• [About this exercise]: There is one span to output from the data below: the lines starting at the line with "Every <instance> pairs" and ending at the line with "positive clicks: (511, 253) (476, 131)". Output it exactly, ends included, nothing more.

(Stored items)
╭──

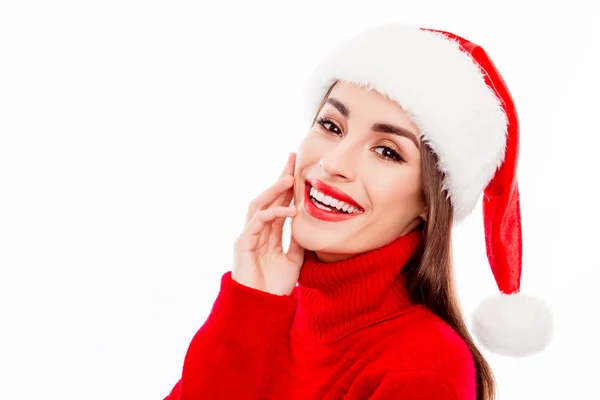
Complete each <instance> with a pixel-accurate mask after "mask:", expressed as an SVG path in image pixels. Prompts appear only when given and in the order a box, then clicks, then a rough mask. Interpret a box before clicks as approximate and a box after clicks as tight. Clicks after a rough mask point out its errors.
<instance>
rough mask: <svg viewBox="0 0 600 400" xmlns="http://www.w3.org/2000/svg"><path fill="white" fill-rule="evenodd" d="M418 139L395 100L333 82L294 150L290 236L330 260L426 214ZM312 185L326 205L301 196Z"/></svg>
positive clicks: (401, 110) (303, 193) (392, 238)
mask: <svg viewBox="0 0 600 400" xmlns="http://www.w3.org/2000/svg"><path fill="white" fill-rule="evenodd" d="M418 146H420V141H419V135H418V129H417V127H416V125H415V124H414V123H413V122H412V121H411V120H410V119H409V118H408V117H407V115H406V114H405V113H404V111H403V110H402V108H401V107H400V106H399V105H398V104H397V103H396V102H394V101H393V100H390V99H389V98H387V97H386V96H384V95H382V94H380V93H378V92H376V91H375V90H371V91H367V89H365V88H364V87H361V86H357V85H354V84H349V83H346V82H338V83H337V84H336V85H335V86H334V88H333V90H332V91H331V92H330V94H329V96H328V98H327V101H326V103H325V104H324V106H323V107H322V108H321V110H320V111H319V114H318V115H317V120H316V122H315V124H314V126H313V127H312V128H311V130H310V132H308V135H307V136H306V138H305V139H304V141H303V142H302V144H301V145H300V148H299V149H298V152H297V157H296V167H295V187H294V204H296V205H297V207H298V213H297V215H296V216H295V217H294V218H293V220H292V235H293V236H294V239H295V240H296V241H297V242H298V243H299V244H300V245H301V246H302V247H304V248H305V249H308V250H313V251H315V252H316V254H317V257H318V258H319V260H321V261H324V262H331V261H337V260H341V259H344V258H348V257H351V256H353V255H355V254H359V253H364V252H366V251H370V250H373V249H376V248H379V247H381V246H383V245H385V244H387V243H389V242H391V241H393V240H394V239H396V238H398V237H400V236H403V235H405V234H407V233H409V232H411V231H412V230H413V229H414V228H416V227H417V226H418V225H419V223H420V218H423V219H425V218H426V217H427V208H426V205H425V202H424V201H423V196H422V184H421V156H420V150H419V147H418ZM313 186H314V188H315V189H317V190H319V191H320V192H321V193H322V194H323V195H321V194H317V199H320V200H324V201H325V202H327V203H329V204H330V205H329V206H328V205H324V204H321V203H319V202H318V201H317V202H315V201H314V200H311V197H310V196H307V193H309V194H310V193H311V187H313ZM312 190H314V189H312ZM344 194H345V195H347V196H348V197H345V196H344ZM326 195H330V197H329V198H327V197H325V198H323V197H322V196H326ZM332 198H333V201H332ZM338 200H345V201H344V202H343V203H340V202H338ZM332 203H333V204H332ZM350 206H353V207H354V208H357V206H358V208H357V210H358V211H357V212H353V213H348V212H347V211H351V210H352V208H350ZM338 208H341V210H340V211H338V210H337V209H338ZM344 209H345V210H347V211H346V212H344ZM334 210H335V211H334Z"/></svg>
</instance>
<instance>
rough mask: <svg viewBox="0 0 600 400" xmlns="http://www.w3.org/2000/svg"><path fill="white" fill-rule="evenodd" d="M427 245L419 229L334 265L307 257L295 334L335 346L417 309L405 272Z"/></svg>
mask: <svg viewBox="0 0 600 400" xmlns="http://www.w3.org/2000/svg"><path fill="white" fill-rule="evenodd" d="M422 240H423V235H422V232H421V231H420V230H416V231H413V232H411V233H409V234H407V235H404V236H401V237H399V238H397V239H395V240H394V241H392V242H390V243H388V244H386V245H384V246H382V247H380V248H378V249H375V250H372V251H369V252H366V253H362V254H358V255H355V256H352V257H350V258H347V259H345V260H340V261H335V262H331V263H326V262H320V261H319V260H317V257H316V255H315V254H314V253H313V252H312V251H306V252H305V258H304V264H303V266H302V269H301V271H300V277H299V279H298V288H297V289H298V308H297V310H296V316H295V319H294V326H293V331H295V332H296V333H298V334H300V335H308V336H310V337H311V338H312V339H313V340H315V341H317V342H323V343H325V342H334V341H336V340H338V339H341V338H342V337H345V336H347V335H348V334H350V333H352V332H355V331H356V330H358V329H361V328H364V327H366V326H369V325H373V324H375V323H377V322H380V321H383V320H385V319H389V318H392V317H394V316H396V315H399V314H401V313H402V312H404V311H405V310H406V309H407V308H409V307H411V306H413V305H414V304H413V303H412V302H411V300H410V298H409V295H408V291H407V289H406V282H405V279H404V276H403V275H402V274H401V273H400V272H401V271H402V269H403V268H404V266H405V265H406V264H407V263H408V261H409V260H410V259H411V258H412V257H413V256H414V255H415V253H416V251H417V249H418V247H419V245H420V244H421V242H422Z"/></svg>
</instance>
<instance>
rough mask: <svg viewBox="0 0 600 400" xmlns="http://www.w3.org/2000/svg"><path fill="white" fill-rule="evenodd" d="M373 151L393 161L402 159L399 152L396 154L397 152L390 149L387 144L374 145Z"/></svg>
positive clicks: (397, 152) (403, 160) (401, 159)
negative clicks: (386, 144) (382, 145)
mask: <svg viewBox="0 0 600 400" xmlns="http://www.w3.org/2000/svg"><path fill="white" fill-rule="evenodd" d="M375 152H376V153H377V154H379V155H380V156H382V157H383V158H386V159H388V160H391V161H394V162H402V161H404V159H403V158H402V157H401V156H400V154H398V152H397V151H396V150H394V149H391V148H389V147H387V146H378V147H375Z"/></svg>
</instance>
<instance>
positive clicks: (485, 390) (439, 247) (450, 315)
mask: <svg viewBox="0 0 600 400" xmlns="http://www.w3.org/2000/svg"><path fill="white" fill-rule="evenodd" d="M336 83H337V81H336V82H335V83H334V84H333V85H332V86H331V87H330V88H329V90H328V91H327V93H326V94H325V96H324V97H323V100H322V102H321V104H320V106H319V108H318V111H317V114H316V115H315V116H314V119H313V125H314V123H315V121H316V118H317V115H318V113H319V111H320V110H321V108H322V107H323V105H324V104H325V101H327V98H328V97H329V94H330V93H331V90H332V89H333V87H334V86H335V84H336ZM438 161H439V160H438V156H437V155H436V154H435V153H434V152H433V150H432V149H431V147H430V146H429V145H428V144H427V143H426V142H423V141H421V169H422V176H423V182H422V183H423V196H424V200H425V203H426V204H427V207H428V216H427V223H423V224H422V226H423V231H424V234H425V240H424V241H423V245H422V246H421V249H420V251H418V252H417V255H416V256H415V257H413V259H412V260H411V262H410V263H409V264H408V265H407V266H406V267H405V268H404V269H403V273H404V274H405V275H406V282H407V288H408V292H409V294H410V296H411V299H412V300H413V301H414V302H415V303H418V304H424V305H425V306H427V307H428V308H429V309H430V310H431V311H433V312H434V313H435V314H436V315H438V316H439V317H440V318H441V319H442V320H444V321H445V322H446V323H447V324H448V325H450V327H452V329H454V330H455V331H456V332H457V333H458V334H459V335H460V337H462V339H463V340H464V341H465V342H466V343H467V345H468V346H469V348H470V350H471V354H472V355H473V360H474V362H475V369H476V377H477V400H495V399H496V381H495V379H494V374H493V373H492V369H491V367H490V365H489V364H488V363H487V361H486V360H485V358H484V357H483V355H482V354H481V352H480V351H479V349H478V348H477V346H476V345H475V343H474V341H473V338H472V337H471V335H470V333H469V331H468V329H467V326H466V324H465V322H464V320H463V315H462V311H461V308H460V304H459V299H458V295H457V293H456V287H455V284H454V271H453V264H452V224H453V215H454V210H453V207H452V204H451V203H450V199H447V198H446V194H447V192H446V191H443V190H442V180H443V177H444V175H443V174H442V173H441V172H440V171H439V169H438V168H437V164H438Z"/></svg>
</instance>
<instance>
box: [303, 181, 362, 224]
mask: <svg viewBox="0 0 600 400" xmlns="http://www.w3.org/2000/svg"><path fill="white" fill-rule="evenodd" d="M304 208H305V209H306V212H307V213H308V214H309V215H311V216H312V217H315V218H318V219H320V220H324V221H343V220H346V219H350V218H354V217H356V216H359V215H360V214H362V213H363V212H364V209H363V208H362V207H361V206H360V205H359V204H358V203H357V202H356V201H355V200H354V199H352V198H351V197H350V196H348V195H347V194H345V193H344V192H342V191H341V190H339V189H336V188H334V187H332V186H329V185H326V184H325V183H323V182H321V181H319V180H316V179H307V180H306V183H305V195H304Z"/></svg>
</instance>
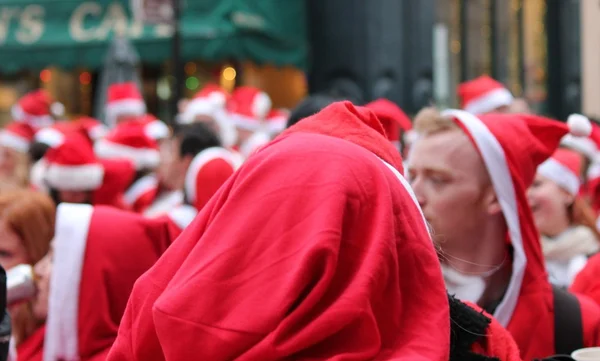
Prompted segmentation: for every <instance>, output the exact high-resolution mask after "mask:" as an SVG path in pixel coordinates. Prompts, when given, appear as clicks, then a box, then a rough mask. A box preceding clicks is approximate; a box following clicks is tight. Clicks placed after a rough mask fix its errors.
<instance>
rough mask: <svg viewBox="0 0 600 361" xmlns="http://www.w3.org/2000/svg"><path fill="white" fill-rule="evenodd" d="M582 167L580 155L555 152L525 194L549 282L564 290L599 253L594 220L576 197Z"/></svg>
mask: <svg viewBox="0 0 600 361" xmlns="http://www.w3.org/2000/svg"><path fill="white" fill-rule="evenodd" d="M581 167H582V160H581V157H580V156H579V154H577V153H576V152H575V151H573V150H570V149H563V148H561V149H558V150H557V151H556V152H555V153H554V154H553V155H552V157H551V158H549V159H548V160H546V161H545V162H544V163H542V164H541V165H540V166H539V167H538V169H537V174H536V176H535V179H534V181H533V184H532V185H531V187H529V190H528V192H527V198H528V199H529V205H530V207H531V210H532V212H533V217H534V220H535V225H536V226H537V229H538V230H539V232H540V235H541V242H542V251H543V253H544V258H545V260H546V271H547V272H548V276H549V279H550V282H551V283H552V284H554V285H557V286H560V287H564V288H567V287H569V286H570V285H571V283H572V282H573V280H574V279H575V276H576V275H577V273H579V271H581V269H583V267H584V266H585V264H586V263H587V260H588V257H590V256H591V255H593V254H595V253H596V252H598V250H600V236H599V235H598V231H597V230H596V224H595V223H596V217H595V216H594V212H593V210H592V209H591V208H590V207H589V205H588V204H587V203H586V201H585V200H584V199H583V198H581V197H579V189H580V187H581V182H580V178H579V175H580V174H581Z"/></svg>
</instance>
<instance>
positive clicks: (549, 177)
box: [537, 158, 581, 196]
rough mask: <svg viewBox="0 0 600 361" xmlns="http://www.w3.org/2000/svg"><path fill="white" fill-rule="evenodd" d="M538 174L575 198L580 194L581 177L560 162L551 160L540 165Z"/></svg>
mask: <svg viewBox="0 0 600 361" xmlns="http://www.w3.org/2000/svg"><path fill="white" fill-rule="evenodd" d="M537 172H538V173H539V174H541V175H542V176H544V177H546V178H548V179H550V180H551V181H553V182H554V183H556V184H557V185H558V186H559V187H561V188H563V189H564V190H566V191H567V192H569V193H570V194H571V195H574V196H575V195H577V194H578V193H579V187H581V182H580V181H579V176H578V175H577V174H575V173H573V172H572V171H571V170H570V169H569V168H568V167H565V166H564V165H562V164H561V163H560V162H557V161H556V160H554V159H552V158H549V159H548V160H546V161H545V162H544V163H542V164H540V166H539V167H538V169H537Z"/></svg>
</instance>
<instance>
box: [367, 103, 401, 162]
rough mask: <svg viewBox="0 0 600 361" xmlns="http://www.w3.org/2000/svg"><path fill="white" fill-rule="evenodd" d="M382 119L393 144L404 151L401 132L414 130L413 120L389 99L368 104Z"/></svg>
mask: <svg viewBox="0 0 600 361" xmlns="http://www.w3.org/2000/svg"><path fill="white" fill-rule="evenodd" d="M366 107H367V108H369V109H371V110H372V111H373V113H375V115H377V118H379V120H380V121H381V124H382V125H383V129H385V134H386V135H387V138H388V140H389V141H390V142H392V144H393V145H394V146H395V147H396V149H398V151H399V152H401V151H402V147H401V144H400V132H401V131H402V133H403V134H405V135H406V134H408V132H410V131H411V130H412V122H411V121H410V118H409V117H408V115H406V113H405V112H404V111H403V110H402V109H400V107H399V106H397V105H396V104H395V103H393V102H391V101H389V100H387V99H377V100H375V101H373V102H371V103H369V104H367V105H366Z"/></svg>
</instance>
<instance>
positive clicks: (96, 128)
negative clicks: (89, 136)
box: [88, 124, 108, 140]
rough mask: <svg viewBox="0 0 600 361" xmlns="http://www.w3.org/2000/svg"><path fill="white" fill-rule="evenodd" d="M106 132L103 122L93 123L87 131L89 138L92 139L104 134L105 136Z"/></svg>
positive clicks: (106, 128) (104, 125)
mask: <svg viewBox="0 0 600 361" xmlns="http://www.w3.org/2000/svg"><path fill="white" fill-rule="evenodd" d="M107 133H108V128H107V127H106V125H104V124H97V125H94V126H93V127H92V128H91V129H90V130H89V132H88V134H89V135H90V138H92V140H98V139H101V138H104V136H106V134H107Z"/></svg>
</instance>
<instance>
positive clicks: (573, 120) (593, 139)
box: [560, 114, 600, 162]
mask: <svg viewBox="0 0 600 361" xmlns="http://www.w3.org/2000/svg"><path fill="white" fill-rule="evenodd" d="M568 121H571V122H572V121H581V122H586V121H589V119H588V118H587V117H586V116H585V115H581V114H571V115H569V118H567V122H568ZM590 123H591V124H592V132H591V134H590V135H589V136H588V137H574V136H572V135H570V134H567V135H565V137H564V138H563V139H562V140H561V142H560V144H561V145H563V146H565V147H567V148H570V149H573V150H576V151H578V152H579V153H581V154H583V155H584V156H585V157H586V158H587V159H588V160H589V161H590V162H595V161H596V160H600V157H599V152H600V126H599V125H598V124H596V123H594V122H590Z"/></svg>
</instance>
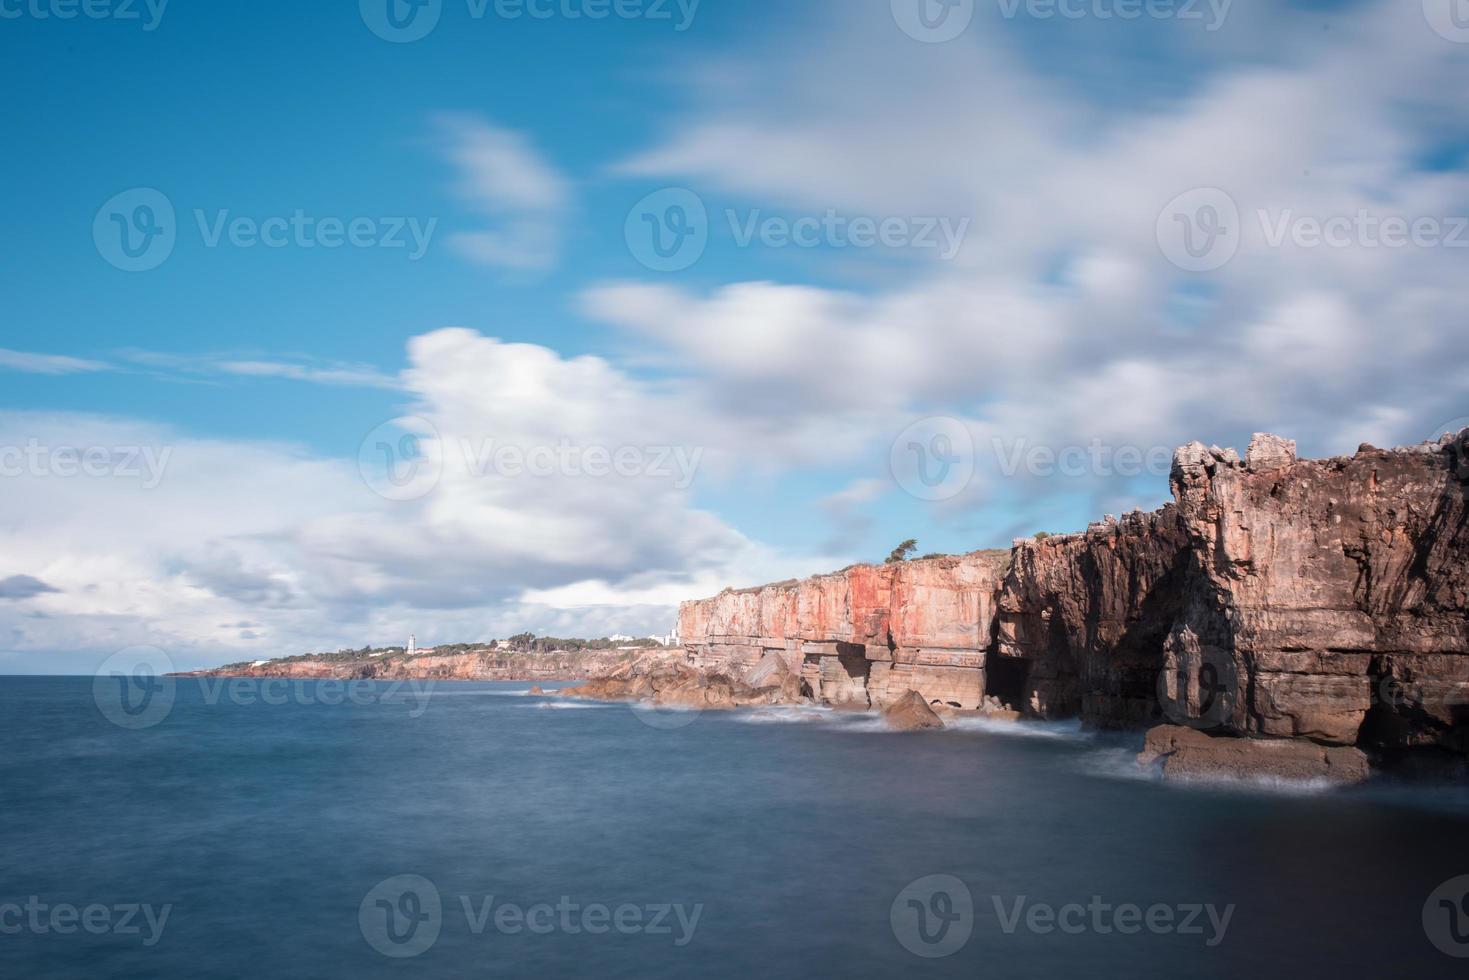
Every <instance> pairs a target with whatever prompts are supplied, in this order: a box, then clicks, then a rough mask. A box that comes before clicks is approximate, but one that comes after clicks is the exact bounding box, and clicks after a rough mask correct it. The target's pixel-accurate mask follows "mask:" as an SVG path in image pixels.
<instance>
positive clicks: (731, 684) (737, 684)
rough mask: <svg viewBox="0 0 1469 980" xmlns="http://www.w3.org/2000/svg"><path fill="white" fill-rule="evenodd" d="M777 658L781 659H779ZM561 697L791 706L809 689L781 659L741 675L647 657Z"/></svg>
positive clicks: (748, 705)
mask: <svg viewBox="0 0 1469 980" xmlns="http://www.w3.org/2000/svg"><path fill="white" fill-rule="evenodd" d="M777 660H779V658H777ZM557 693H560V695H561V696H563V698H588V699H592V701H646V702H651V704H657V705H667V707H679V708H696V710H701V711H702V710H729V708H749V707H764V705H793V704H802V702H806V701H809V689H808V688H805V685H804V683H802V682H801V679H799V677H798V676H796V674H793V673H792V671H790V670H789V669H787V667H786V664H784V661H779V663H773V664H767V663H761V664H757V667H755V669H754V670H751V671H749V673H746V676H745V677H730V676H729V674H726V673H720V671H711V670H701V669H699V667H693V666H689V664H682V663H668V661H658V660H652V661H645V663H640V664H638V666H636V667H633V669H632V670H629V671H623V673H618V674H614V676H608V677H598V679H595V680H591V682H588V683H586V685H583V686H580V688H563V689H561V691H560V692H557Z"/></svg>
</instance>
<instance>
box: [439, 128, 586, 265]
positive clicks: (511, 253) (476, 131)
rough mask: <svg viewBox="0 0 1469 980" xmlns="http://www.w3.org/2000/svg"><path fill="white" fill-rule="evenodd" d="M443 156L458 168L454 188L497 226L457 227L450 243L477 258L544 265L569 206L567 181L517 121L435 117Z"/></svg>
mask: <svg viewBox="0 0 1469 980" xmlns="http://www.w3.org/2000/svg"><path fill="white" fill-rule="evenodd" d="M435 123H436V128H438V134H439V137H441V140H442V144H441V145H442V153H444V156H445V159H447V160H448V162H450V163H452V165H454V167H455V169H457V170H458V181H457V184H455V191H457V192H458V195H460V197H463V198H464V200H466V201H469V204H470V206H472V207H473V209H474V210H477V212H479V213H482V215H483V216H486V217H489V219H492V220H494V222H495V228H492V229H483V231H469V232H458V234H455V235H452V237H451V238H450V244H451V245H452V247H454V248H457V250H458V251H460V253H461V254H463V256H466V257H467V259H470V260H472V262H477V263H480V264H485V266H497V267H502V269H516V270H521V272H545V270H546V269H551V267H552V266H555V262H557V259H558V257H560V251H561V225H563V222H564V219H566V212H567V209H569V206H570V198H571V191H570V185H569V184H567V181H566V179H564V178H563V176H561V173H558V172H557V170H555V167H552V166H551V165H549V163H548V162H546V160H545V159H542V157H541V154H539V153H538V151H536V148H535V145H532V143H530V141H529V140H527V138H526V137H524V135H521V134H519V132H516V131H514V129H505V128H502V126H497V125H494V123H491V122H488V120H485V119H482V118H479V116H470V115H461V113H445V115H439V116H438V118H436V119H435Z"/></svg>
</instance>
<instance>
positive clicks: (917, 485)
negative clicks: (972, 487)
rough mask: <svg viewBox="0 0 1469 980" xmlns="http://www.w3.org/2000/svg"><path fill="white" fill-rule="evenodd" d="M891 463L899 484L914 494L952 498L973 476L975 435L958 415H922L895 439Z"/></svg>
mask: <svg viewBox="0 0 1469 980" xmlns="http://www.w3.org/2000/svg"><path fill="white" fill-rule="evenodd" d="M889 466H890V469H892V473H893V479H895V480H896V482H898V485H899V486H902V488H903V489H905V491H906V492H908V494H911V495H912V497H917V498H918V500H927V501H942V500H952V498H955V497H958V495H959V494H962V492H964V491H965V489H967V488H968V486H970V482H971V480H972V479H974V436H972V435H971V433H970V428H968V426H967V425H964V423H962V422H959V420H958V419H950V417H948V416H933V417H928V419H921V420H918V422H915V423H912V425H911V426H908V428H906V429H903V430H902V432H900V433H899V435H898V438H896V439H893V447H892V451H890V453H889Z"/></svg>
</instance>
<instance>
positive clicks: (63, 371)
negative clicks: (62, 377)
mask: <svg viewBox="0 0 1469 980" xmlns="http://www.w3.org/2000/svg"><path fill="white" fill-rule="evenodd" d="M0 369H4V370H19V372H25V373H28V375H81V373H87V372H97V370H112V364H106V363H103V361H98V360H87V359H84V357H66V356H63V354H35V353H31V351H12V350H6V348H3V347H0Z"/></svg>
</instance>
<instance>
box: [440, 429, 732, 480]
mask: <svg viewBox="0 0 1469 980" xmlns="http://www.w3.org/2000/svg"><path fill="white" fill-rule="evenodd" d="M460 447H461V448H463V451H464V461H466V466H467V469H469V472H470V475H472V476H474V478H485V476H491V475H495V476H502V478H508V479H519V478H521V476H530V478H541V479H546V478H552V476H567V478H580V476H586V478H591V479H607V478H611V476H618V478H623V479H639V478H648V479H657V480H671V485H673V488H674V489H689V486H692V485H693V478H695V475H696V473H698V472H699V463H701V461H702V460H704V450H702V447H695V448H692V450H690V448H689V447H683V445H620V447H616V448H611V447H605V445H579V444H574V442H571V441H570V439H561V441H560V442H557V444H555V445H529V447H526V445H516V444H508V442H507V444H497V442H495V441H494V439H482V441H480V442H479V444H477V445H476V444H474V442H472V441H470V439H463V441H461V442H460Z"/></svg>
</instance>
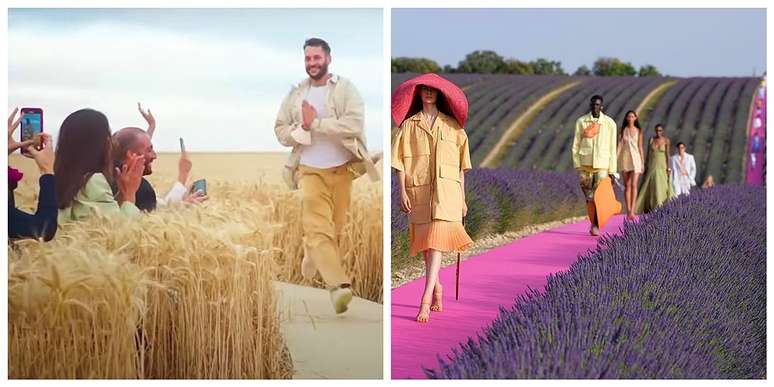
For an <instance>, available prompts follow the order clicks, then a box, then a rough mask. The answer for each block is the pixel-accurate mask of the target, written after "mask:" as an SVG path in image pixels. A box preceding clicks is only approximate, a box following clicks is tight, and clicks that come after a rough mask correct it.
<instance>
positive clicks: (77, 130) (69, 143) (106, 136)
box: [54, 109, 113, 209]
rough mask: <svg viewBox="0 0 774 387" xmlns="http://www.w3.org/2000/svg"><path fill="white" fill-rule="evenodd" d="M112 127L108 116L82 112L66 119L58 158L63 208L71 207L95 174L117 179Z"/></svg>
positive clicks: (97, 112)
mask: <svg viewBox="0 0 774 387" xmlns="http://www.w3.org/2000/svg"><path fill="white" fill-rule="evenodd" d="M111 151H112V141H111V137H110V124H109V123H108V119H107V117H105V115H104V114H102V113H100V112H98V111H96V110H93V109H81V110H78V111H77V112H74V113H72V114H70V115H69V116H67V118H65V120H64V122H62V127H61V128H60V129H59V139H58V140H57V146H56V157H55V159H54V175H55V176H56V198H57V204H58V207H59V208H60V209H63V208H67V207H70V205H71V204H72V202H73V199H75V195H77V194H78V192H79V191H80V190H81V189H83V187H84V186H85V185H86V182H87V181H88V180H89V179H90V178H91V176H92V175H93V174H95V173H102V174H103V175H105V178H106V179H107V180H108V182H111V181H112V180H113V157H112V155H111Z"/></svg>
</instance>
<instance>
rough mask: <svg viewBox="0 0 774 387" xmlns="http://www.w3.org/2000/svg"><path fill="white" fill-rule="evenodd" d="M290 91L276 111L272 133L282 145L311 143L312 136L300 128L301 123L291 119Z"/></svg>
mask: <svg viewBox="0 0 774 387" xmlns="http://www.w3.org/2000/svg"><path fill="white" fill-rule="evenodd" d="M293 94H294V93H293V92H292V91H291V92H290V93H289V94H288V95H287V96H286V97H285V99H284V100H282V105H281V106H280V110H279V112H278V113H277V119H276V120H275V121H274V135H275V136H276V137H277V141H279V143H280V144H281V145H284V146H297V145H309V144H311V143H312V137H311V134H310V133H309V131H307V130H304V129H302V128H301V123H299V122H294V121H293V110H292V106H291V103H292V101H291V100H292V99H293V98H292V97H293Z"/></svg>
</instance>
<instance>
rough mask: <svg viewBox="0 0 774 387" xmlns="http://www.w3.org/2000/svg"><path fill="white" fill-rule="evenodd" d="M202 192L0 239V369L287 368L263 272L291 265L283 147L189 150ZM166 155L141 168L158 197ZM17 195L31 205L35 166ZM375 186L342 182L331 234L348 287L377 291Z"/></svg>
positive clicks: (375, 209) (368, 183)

╰──

• [Solved problem]:
Every <instance> pairs a target with whatever prompts are supplied, in this order: a box, then clicks, then a rough mask. A box that comes before clicks is approximate, but one that comes after clicks is the exact bounding box, and clicks after a rough mask correct it. The target's pixel-accurate mask follows "mask:" as an SVG path in image pixels.
<instance>
positive clicks: (731, 684) (737, 684)
rough mask: <svg viewBox="0 0 1469 980" xmlns="http://www.w3.org/2000/svg"><path fill="white" fill-rule="evenodd" d="M777 658L781 659H779ZM561 697L791 706L809 689L781 659L741 675L647 657Z"/></svg>
positive clicks: (748, 705)
mask: <svg viewBox="0 0 1469 980" xmlns="http://www.w3.org/2000/svg"><path fill="white" fill-rule="evenodd" d="M777 660H779V658H777ZM557 693H560V695H561V696H563V698H588V699H592V701H646V702H651V704H657V705H667V707H679V708H696V710H701V711H702V710H729V708H749V707H764V705H793V704H802V702H806V701H809V689H808V688H805V685H804V683H802V682H801V679H799V677H798V676H796V674H793V673H792V671H790V670H789V669H787V667H786V664H784V661H779V663H773V664H767V663H761V664H757V667H755V669H754V670H751V671H749V673H746V676H745V677H730V676H729V674H726V673H720V671H711V670H701V669H699V667H693V666H689V664H682V663H668V661H658V660H652V661H645V663H640V664H638V666H636V667H633V669H632V670H629V671H623V673H618V674H614V676H608V677H598V679H595V680H591V682H588V683H586V685H583V686H580V688H563V689H561V691H560V692H557Z"/></svg>
</instance>
<instance>
box: [439, 128, 586, 265]
positive clicks: (511, 253) (476, 131)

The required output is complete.